▸ **Provided passage**
+++

Everybody knows footballs is a religion in Texas, and nobody knows that better than Odessa, which inspired “Friday Night Lights.” Maybe an underdog once, the city nowadays racks up big points on the Things to Do & See scoreboard.
“The passion behind sports in this town carries over to our residents’ passion for the community,” said Dawn Stringer of the Odessa Convention and Visitors Bureau.
Likewise, Randy Ham sounds more like a cheerleader than a player; he’s Executive Director of the OdessaArts.
“I see movement,” Ham said. “I see more and more families engaging in cultural activities every day. We are beginning to believe in our own self-worth, and it is amazing to behold.”
Indeed. The city of Odessa and its parks & recreation department play host to nearly two dozen family-friendly activities year-round; those don’t include such assets as the nationally recognized museums, public art and parks.
Odessans flock to events ranging from 5k fun runs to Movies in the Park and from the Parade of Lights to the Daddy Daughter and Mother Son dances, among numerous others — in addition to the Fall Festival and, of course, football.
More is coming. Odessa Arts’ 40th anniversary heralds the ArtPocalypse with 30 events and exhibits based on a 12-week reading program for adults and children.
“Odessa has a small-town feel, and these events bring the community so much closer,” Stringer said.
Both officials laud the considerable financial and promotional contributions from an array of sponsors, including the likes of First Basin Credit Union, which underwrites the weekly Hot Summer Nights concerts; University of Texas Permian Basin, Chevron and Odessa Regional Medical Center; the Ellen Noël Art Museum, a Smithsonian affiliate; and the Junior League of Odessa.
Of the latter’s latest initiative, Stringer said the Junior League Jurassic Jungle Sprayground opened in July with a dinosaur theme and a flood of response.
“By engaging families in the cultural community here, we are showing that this is more than just a place to live and work,” Ham said. “This is a place to call home.”

+++

▸ **Entries provided**
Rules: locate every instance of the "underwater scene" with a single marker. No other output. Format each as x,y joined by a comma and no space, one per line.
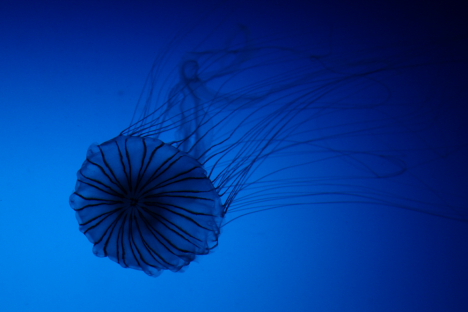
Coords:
221,155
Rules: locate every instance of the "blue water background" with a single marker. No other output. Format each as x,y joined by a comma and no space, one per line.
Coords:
70,75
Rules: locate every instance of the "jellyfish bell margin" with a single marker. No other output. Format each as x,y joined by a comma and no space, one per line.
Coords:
146,205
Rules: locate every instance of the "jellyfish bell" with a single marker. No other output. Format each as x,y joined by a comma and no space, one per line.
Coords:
249,126
146,204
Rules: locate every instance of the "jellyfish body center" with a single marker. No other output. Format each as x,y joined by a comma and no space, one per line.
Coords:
146,205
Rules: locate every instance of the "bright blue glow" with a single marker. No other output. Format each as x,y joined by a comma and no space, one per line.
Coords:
72,75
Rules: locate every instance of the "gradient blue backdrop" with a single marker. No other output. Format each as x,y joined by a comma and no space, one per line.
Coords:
70,75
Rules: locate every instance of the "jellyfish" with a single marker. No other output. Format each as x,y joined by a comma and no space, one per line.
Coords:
242,129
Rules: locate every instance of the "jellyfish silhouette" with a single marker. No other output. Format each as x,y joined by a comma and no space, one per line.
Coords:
213,144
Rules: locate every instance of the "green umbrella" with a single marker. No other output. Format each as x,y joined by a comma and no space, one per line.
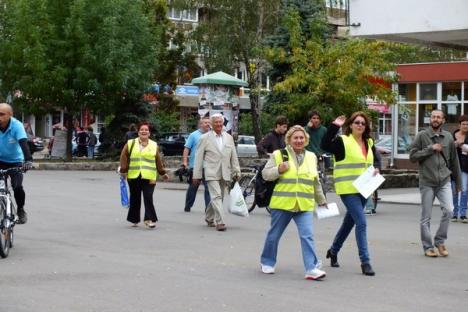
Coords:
220,78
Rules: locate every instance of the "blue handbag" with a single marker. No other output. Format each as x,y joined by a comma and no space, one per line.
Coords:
123,193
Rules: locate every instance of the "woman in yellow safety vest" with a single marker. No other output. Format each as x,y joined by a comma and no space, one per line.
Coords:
353,152
294,196
140,163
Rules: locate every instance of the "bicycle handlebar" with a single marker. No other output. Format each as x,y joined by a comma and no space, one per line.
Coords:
9,170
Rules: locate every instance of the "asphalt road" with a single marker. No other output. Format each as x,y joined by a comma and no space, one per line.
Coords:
77,253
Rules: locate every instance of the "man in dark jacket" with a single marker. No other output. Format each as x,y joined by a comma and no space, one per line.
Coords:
316,132
275,139
435,151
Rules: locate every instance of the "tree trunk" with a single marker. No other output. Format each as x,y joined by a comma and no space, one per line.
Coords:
255,110
69,126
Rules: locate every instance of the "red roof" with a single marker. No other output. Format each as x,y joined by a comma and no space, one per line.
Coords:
433,72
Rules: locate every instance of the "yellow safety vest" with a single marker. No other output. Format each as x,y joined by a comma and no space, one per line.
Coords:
352,166
295,187
142,162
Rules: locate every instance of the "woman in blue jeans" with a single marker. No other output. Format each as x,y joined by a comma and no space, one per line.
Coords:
294,197
354,152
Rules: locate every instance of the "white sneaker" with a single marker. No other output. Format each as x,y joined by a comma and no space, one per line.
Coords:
267,269
315,274
150,224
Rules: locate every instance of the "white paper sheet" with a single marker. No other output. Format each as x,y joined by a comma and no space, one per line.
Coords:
367,182
323,212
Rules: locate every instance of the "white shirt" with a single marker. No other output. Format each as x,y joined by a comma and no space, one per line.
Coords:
219,141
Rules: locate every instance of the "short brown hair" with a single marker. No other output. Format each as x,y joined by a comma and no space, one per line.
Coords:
281,120
463,118
313,113
347,125
291,131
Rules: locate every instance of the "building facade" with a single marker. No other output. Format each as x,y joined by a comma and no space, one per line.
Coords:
421,89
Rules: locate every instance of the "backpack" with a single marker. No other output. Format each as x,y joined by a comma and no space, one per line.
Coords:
264,189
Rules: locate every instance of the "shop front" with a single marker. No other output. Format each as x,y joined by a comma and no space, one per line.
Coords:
421,89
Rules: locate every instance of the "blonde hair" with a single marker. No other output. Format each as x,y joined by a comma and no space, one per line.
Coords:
291,131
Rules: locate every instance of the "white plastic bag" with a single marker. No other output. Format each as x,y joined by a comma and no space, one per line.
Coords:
237,205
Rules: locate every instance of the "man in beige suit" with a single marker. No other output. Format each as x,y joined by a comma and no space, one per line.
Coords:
216,153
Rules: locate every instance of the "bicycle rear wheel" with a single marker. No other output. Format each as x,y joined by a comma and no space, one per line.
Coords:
247,185
4,231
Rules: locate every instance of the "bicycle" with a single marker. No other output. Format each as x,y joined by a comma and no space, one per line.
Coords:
8,217
247,185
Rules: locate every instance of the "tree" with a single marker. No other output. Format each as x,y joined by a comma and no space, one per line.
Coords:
72,54
232,33
332,76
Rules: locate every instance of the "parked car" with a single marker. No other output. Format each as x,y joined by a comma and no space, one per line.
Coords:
36,144
97,151
384,146
246,146
172,144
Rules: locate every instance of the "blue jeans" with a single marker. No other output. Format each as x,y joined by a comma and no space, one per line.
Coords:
279,221
354,204
460,207
192,193
90,152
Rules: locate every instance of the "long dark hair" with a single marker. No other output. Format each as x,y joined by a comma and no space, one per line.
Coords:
347,125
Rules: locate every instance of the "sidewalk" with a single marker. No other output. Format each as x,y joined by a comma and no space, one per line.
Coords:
407,196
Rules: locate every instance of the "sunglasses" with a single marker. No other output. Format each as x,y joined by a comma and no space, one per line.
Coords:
362,123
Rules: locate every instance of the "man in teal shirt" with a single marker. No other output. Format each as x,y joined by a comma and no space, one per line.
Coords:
14,152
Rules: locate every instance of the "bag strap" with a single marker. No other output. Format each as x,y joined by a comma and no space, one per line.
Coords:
441,153
284,154
131,148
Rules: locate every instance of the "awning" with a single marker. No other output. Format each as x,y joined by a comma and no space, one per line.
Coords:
220,78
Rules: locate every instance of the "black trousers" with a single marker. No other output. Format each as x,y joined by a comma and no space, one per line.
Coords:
137,187
16,183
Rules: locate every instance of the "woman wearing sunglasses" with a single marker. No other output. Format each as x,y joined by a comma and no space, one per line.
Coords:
354,151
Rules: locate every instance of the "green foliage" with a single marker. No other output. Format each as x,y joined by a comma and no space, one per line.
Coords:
167,122
332,77
72,54
245,123
313,24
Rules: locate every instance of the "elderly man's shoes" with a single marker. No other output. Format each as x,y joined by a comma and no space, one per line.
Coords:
430,253
442,250
221,227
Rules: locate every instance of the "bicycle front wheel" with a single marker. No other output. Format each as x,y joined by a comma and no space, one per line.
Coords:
4,231
248,190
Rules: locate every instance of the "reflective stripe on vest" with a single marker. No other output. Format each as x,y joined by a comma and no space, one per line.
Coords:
352,166
295,187
143,162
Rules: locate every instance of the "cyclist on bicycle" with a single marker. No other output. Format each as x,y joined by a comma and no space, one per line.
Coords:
14,152
275,139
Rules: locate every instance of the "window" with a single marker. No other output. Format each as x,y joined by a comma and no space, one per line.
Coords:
452,112
427,91
451,91
407,92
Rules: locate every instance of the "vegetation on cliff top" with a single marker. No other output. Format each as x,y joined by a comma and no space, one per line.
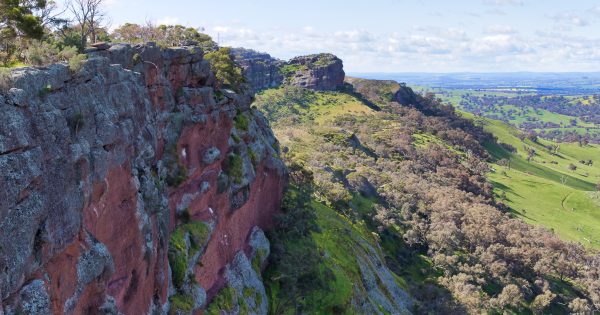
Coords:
418,181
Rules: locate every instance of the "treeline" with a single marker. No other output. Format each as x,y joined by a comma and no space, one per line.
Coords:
39,32
588,112
435,197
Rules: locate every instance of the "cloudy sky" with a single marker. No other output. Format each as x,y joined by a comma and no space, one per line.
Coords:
397,35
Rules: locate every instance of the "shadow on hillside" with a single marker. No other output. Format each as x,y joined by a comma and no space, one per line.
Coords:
349,89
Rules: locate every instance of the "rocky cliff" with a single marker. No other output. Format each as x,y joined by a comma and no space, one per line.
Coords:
260,69
320,72
132,185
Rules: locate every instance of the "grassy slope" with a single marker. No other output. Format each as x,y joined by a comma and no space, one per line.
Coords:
454,96
549,194
339,236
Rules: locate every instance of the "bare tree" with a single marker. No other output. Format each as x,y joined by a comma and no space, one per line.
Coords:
90,16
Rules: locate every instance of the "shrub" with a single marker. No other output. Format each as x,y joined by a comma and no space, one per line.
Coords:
241,121
76,62
5,79
67,53
137,58
41,53
179,302
226,70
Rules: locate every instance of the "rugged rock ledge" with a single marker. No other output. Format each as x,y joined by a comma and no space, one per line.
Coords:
130,186
320,72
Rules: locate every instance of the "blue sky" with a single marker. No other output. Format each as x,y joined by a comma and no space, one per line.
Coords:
397,35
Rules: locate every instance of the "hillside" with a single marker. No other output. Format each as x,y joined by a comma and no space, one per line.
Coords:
411,172
542,189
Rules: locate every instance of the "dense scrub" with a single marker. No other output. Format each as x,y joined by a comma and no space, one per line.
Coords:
422,170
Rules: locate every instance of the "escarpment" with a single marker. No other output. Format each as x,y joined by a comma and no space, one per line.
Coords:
133,185
320,72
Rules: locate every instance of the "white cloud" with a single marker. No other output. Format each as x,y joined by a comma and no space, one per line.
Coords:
168,20
569,19
500,29
503,2
421,48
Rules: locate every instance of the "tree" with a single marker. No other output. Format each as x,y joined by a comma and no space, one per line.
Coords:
226,70
510,296
572,167
580,306
163,35
18,19
90,17
542,301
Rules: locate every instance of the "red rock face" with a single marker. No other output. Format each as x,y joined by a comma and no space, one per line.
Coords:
123,211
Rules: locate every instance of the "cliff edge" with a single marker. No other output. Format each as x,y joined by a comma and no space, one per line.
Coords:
132,185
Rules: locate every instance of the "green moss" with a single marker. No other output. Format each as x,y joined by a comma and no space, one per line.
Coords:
75,122
253,157
198,232
180,302
178,256
244,309
260,256
225,300
289,70
137,59
249,292
177,172
241,121
235,138
235,168
45,91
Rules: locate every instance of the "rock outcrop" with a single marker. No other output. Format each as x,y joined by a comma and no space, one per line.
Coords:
321,72
260,69
132,185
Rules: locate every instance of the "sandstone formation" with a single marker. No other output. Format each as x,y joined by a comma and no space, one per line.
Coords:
260,69
131,185
321,72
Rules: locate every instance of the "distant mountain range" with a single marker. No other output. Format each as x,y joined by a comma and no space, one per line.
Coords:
551,83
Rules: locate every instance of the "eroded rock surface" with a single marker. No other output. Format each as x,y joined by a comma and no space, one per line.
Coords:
321,72
105,169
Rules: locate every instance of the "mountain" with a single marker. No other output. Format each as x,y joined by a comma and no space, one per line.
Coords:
140,182
133,185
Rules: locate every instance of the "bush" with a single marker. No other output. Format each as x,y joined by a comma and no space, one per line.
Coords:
179,302
40,53
226,70
5,80
241,121
76,62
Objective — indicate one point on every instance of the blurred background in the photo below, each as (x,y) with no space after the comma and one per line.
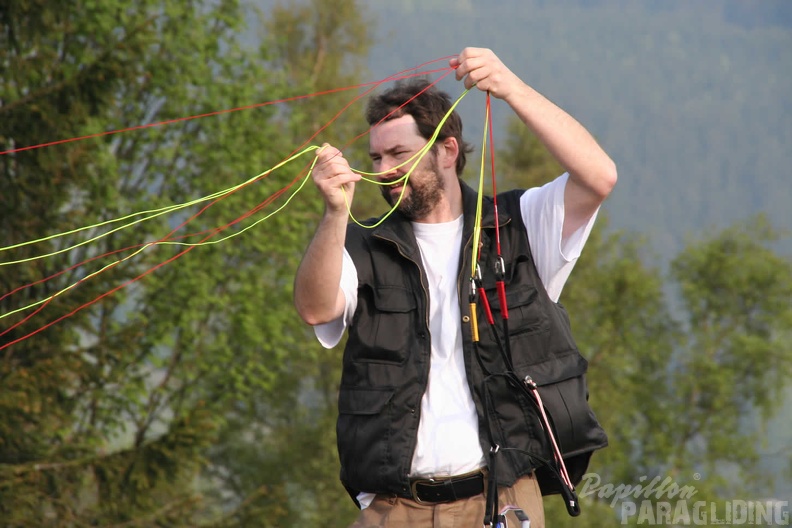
(175,386)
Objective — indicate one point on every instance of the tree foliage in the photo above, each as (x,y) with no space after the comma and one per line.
(687,366)
(114,415)
(194,396)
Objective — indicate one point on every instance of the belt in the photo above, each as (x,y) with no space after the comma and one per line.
(448,489)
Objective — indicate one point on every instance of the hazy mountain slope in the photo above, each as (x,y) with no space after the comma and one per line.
(696,110)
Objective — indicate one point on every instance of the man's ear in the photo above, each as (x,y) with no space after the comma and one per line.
(449,151)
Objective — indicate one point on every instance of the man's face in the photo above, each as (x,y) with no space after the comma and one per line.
(391,144)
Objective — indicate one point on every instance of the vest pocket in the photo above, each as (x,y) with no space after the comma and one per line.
(525,312)
(384,334)
(363,432)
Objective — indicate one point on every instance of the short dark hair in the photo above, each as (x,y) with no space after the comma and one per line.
(428,109)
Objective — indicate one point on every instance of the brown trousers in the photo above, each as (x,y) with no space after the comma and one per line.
(397,512)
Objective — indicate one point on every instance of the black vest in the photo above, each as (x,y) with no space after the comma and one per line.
(386,360)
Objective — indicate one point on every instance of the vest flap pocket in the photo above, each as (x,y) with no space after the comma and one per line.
(354,400)
(515,298)
(558,367)
(394,299)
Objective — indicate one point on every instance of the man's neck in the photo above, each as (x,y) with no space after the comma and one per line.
(449,208)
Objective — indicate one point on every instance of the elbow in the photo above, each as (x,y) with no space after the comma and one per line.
(607,179)
(311,314)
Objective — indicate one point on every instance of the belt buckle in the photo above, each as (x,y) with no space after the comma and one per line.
(414,489)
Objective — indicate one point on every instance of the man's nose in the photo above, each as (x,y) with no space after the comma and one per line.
(387,168)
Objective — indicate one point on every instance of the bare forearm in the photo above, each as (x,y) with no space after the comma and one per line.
(566,139)
(317,294)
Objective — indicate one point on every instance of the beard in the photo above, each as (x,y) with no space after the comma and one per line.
(425,190)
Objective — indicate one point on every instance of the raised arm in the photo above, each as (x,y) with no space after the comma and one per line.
(317,293)
(592,174)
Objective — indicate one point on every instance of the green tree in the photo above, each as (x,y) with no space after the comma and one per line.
(110,416)
(684,369)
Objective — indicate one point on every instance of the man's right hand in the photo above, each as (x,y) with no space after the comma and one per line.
(334,178)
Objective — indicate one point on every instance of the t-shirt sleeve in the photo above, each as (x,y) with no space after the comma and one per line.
(329,334)
(542,211)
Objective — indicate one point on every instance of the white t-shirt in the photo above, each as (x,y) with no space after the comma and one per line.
(448,429)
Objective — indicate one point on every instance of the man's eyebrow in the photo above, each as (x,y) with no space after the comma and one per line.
(389,150)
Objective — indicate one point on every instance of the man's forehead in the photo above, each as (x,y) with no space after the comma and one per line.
(401,129)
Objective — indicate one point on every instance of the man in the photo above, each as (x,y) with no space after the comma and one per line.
(421,404)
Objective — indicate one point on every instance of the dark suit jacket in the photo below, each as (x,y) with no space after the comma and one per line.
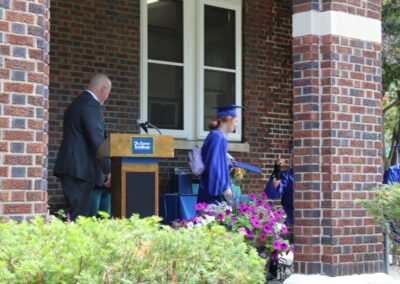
(83,133)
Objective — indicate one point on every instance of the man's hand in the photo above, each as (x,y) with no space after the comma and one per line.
(108,181)
(276,174)
(228,195)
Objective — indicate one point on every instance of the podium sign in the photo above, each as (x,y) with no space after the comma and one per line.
(134,171)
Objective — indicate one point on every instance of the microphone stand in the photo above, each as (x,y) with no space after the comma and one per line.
(155,127)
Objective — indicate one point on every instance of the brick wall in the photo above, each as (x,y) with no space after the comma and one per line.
(337,140)
(107,40)
(367,8)
(24,36)
(92,36)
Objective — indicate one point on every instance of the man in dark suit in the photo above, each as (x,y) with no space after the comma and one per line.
(83,132)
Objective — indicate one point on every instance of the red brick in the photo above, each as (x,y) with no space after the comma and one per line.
(18,87)
(18,111)
(34,172)
(36,124)
(3,171)
(4,26)
(18,135)
(40,208)
(4,196)
(17,160)
(4,74)
(35,196)
(17,196)
(36,54)
(34,148)
(16,184)
(36,78)
(19,5)
(20,64)
(4,123)
(20,17)
(4,98)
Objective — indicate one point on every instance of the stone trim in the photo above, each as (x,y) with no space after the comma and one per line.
(336,23)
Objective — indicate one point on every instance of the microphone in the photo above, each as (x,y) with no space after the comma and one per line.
(143,125)
(153,126)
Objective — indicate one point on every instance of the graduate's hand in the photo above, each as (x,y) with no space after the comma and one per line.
(108,182)
(228,195)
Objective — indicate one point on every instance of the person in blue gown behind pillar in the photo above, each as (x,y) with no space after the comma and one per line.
(215,181)
(280,185)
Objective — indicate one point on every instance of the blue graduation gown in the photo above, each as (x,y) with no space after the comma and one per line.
(215,178)
(392,175)
(284,191)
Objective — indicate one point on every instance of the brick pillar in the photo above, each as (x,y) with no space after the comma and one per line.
(337,135)
(24,73)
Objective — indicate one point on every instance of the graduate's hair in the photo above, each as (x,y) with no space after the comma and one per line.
(214,123)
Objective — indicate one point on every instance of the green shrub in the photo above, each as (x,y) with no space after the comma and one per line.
(124,251)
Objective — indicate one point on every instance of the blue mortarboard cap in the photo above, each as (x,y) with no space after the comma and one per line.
(229,110)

+++

▸ **About this exercise**
Return the portion of the passage about Odessa from "Indeed. The city" to "adults and children.", copied word for word.

▸ **Answer section**
Indeed. The city of Odessa and its parks & recreation department play host to nearly two dozen family-friendly activities year-round; those don’t include such assets as the nationally recognized museums, public art and parks.
Odessans flock to events ranging from 5k fun runs to Movies in the Park and from the Parade of Lights to the Daddy Daughter and Mother Son dances, among numerous others — in addition to the Fall Festival and, of course, football.
More is coming. Odessa Arts’ 40th anniversary heralds the ArtPocalypse with 30 events and exhibits based on a 12-week reading program for adults and children.